# Husband doubts idea of marriage



## cmsp (Aug 25, 2012)

Here's a little background on my situation:

My husband was in the Army for 7 years. In July, he dropped down to reserve status (one weekend per month). We've had this plan for some time that he would do this so he could finish his bachelor's degree. He's had plans of becoming an Army Officer since he was 18. We are both 26 now. Over the last month, he has seemed down, has trouble sleeping and just not himself. I noticed it after he arrived home after a weekend at Battle Assembly. I asked him what was wrong, he said that it wasn't me, it was just that he thought he had everything figure out but he doesn't. He said he thought he was an adult but now he feels like he isn't. 

On Tuesday morning we got into a little argument about his family (very demanding, needy). I went home for lunch and he told me that sometimes he isn't sure if he wants to be married anymore. I was completely devastated. I knew he was down in the dumps, but he assured me it was "wasn't me." He had even made references during this time about what a great life we had. He said he even had a conversation with his father about it. He told me he loves me but isn't sure if he is "in love" with me. 

We went to a marriage counselor the following day. We've had two sessions so far. The first one left us feeling a little better but I still am so confused. Yesterday, the counselor asked him if he is interested in sex. He said "not really." She asked him if he's lost interest in anything else, he told her that he used to be really into cars and now he's not. He also said (which blew me away) he is unsure now about whether or not he wants to become an Officer. This has been his whole life plan and all of a sudden it isn't appealing to him. Our counselor hinted at depression.

He says sometimes he feels that we rushed into marriage (we dated for 2.5 years, engaged for a little over a year and married for a year in October) and he always had small doubts but now he isn't sure if he wants to be married. He said sometimes he feels like we are just friends.

My question is that is this normal for someone who has undergone major life changes in the past few months, to start questioning other things in their life? He stopped working full time so that he could be a full time student. Going to school part time was stressful for him so I know he might feel overwhelmed by the thought of taking more than one or two classes at once. I feel like the Army gave him purpose and now he lacks the focus that he once had so he is questioning other aspects of his life too. *Could he be uninterested in our marriage due to depression? Is this just "first year" cold feet? Or could he just really not want to be married? *The topic of a third party was brought up by the counselor and we both know that the other is not involved in any extramarital affairs. Trust has never been a problem. I am devastated by all of this. Right now we are following the advice of the counselor and we have separated for the weekend so that we can break the cycle of discussing the issue over and over. She said this is so we can get to the heart of the matter rather than discuss the little things. Has anyone else been in this position? If so, how did it turn out?


----------

(Named-object pointing records)
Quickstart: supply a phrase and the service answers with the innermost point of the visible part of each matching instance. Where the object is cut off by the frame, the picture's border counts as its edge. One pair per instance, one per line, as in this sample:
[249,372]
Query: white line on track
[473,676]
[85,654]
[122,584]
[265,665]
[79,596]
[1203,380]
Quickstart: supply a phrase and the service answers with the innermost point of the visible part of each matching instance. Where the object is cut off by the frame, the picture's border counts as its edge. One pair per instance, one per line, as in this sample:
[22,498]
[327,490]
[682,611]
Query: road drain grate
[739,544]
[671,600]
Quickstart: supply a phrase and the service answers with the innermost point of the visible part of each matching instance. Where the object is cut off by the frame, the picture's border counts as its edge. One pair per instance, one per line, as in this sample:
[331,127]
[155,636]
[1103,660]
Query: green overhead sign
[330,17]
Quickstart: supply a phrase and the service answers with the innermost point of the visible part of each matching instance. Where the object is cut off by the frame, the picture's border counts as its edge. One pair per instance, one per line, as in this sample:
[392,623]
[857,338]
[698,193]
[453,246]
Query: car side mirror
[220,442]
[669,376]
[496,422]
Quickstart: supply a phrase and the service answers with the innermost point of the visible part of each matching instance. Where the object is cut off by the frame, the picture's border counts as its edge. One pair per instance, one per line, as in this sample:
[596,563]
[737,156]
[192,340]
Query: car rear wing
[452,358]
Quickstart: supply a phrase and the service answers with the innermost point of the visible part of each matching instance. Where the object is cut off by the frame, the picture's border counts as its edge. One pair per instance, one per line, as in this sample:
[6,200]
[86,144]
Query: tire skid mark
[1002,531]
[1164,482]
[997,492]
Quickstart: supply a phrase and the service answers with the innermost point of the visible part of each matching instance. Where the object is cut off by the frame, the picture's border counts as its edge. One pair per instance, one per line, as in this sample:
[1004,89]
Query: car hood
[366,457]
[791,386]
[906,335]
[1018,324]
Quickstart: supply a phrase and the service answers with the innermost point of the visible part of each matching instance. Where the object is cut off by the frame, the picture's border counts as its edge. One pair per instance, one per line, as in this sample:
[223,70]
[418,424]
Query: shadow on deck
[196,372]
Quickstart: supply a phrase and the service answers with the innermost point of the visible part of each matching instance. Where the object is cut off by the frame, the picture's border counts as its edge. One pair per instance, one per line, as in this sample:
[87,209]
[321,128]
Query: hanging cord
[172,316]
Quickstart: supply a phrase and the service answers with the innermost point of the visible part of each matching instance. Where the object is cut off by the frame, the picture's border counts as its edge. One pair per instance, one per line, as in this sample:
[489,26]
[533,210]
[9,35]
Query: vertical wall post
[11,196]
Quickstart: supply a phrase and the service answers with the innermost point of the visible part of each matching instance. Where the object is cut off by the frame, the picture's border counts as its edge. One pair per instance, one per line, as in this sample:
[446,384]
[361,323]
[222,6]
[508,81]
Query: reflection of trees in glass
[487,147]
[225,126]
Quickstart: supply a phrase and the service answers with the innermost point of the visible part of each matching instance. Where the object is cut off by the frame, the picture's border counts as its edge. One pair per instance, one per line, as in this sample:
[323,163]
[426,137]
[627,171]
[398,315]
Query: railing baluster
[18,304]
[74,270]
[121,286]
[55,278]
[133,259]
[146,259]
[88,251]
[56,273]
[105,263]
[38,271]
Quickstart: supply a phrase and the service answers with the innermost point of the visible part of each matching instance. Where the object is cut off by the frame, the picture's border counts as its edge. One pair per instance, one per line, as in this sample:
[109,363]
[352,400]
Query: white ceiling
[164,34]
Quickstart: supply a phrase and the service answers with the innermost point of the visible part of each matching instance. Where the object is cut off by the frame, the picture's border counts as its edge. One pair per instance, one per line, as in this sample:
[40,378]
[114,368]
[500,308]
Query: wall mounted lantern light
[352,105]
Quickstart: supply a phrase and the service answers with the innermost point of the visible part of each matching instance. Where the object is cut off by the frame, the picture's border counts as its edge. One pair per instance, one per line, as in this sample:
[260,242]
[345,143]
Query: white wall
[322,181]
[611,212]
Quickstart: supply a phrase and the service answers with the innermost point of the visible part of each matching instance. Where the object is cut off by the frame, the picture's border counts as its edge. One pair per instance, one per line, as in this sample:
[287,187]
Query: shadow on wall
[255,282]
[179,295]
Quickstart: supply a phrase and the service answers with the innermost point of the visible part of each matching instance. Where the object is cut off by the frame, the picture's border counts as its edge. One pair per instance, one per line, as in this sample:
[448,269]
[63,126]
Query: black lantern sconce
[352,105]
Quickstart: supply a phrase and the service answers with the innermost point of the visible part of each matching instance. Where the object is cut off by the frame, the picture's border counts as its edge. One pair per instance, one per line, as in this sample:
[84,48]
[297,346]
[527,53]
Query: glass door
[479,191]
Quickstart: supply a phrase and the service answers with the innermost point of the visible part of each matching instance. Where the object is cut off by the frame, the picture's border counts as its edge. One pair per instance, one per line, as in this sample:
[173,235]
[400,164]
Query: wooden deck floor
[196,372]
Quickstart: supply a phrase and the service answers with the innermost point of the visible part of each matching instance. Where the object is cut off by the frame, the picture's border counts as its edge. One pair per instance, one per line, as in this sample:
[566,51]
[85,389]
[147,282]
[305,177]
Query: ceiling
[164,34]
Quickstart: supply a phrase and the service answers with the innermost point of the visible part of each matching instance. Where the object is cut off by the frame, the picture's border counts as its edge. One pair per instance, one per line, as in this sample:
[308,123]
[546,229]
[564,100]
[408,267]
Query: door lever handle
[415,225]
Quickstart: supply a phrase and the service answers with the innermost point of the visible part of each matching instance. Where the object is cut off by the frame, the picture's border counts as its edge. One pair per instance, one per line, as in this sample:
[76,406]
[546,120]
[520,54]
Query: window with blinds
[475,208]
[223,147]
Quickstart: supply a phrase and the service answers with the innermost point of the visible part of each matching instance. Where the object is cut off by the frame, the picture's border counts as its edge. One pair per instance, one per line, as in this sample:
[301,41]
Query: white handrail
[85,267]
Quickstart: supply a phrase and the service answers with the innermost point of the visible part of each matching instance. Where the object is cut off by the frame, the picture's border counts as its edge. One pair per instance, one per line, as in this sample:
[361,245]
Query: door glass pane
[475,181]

:: DIRECTIONS ::
A) Duplicate the forum post starting at "## cmsp (Aug" and ending at "like he isn't.".
B) According to the forum post, how long was the husband in the Army?
The data has no connection to the forum post.

:: ANSWERS FOR THE EXERCISE ::
A)
## cmsp (Aug 25, 2012)

Here's a little background on my situation:

My husband was in the Army for 7 years. In July, he dropped down to reserve status (one weekend per month). We've had this plan for some time that he would do this so he could finish his bachelor's degree. He's had plans of becoming an Army Officer since he was 18. We are both 26 now. Over the last month, he has seemed down, has trouble sleeping and just not himself. I noticed it after he arrived home after a weekend at Battle Assembly. I asked him what was wrong, he said that it wasn't me, it was just that he thought he had everything figure out but he doesn't. He said he thought he was an adult but now he feels like he isn't.

B) 7 years.